[Your tasks]:
1 > In the text on building Spark Scala projects with SBT, what two features are credited with making SBT faster and more ergonomic than Maven or Gradle?
2 > Rewrite the stretch of the SBT text from "Key Insights" through "with JVM-centric tools.", replacing "SBT" with "sbt".

(Text passage)

Spark Scala - Build with SBT
If you're building Spark applications in Scala, SBT should be your default choice. While Maven has broader enterprise adoption and Gradle offers flexibility, SBT provides native Scala support that...
Key Insights
- SBT’s incremental compilation and native Scala support make it significantly faster and more ergonomic than Maven or Gradle for Spark Scala projects, especially during iterative development.
- The
providedscope is critical for Spark dependencies—cluster environments already include Spark libraries, and bundling them creates bloated JARs and version conflicts. - Fat JAR assembly requires careful merge strategy configuration; ignoring META-INF conflicts and concatenating reference.conf files prevents 90% of deployment failures.
Why SBT for Spark Scala Projects
If you’re building Spark applications in Scala, SBT should be your default choice. While Maven has broader enterprise adoption and Gradle offers flexibility, SBT provides native Scala support that eliminates the impedance mismatch you’ll experience with JVM-centric tools.

(End Text passage)
(Extracted records)

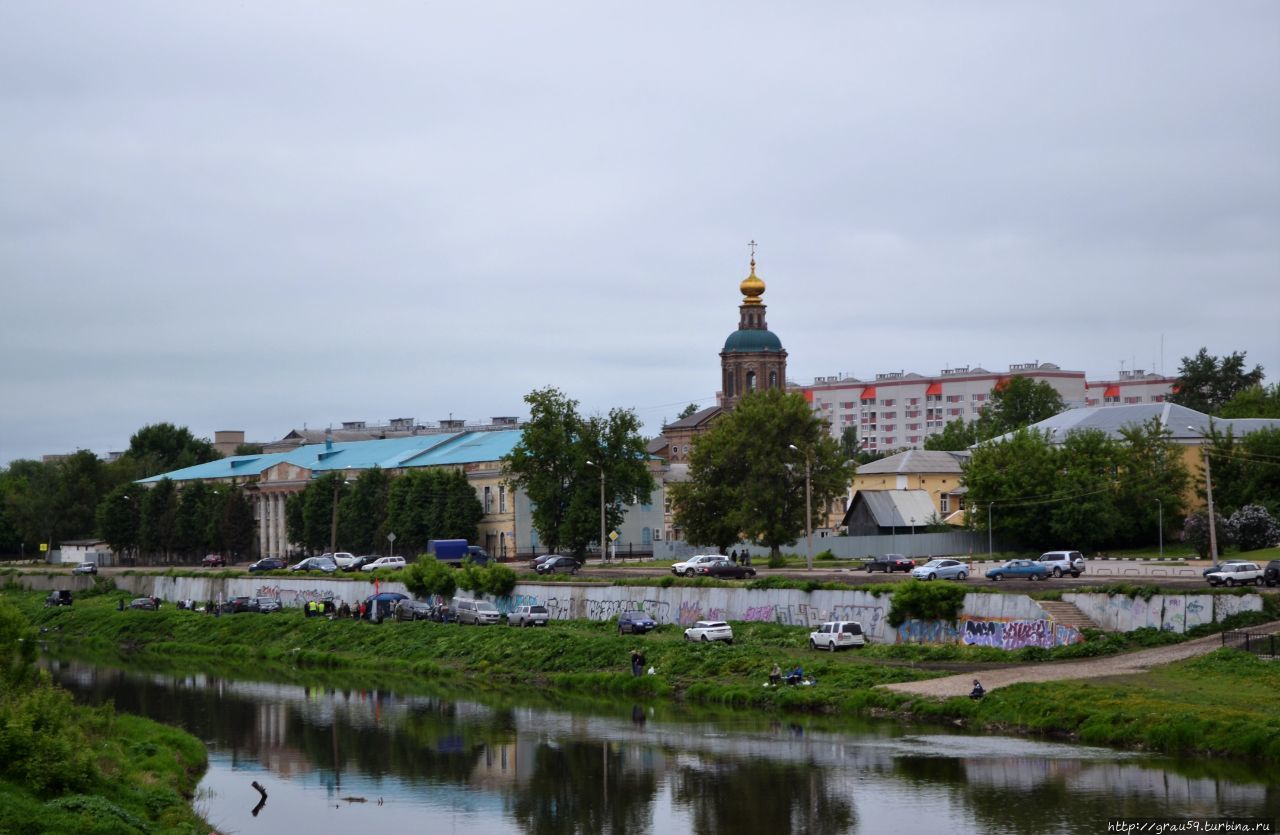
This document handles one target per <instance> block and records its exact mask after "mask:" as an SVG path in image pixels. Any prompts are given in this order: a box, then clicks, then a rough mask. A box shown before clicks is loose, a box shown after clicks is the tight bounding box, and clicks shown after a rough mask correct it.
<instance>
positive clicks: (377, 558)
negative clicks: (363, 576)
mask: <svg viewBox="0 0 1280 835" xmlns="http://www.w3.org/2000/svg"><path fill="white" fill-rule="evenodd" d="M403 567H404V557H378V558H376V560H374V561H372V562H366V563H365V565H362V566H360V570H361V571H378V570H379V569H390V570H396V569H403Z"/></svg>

(End Extracted records)
(Extracted records)

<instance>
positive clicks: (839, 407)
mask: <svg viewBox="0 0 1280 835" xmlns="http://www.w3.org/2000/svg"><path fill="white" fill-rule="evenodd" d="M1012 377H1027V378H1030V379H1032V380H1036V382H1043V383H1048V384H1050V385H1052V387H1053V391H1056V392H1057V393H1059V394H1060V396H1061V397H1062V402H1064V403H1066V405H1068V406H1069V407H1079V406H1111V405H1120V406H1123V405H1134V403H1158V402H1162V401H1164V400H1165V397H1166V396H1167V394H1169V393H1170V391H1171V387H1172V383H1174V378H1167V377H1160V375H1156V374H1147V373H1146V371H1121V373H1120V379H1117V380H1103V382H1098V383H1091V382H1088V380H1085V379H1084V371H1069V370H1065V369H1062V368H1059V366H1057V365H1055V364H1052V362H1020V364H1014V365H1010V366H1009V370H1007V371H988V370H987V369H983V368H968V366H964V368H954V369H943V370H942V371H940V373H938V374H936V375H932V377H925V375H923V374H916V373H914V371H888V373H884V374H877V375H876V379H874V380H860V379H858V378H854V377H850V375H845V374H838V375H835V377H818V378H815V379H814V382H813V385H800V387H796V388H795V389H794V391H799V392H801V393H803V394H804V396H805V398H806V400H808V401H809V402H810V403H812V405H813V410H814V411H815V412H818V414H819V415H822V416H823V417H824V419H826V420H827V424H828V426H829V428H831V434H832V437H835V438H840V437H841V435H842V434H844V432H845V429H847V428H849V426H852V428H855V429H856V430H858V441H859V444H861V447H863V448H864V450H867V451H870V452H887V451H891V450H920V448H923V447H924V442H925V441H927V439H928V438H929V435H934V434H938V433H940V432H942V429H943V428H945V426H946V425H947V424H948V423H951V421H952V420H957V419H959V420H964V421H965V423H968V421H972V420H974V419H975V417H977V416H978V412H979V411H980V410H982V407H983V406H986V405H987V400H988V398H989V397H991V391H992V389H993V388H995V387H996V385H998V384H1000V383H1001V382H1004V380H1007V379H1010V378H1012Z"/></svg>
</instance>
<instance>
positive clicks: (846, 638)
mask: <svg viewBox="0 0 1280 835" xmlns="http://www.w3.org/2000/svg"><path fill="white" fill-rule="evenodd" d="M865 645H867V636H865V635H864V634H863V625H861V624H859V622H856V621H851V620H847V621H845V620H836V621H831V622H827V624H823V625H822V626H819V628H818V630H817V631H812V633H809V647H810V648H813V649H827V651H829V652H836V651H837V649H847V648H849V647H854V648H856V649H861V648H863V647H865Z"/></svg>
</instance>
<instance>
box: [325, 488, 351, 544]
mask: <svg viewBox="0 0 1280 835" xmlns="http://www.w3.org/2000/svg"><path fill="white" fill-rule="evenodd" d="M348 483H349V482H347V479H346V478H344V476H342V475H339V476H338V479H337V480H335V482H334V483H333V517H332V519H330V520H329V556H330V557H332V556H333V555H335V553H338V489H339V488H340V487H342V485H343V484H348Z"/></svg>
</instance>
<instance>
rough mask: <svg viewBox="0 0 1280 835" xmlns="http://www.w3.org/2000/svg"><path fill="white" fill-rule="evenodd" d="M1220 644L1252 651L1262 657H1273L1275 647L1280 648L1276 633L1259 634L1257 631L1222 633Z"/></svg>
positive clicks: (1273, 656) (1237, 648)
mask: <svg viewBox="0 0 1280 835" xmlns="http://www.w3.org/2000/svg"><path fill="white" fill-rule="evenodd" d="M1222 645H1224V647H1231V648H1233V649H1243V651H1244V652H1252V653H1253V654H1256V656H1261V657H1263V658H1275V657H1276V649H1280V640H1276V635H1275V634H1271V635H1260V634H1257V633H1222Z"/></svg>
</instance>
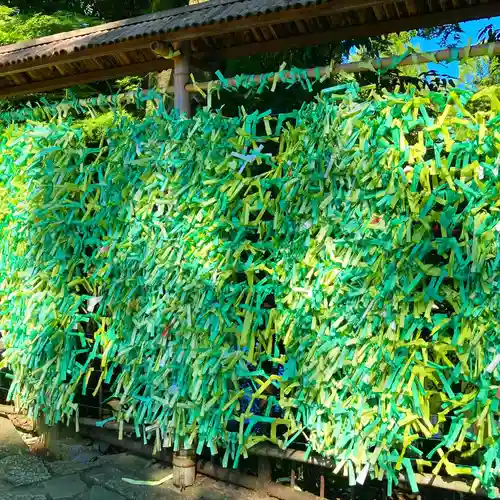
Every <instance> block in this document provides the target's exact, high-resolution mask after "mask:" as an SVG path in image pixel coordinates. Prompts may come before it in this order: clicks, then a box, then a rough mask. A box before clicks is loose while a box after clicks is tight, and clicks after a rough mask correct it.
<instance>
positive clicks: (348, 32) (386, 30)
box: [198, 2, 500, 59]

(End Extracted records)
(Extracted records)

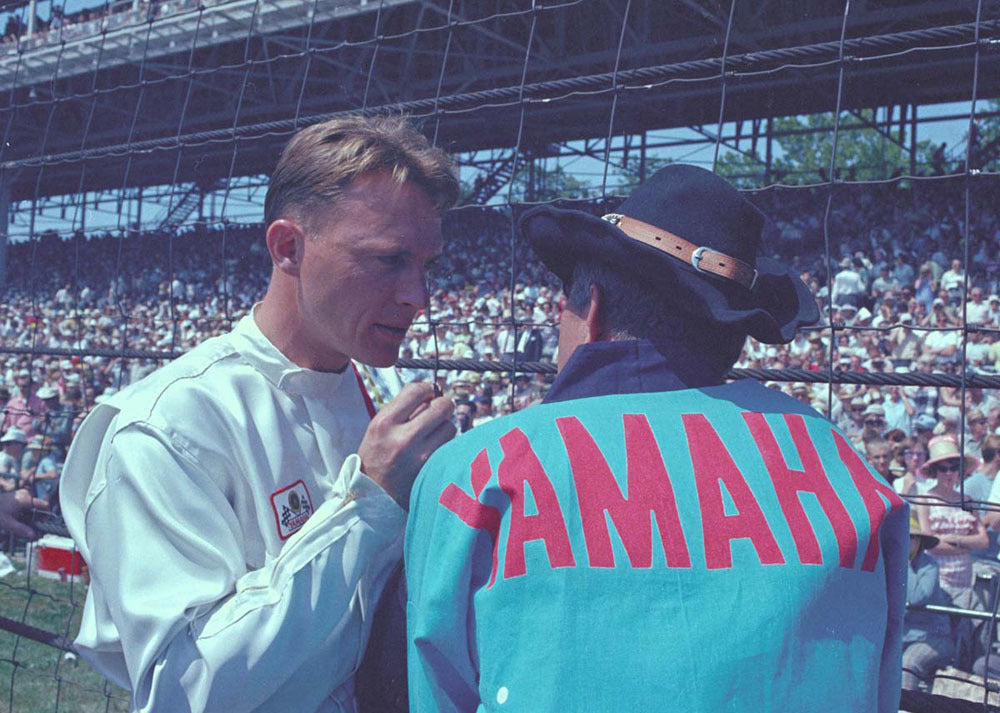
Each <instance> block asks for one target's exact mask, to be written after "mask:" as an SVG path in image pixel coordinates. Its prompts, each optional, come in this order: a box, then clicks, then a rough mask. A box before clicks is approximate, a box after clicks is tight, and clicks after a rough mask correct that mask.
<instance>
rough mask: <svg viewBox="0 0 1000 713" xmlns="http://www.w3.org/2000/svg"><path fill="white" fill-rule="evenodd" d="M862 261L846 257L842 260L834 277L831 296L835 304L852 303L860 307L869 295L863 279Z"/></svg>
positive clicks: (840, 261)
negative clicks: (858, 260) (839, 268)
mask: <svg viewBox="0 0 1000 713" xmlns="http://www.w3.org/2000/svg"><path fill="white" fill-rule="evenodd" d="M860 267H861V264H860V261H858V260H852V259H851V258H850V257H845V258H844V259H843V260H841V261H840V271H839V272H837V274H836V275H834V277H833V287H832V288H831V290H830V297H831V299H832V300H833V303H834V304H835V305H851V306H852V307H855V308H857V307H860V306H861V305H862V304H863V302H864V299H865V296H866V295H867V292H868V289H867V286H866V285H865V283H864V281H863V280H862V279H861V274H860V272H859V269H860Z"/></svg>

(End Extracted records)

[Answer list]:
1 > Its incremental compilation and native Scala support.

2 >
Key Insights
- sbt’s incremental compilation and native Scala support make it significantly faster and more ergonomic than Maven or Gradle for Spark Scala projects, especially during iterative development.
- The
providedscope is critical for Spark dependencies—cluster environments already include Spark libraries, and bundling them creates bloated JARs and version conflicts. - Fat JAR assembly requires careful merge strategy configuration; ignoring META-INF conflicts and concatenating reference.conf files prevents 90% of deployment failures.
Why sbt for Spark Scala Projects
If you’re building Spark applications in Scala, sbt should be your default choice. While Maven has broader enterprise adoption and Gradle offers flexibility, sbt provides native Scala support that eliminates the impedance mismatch you’ll experience with JVM-centric tools.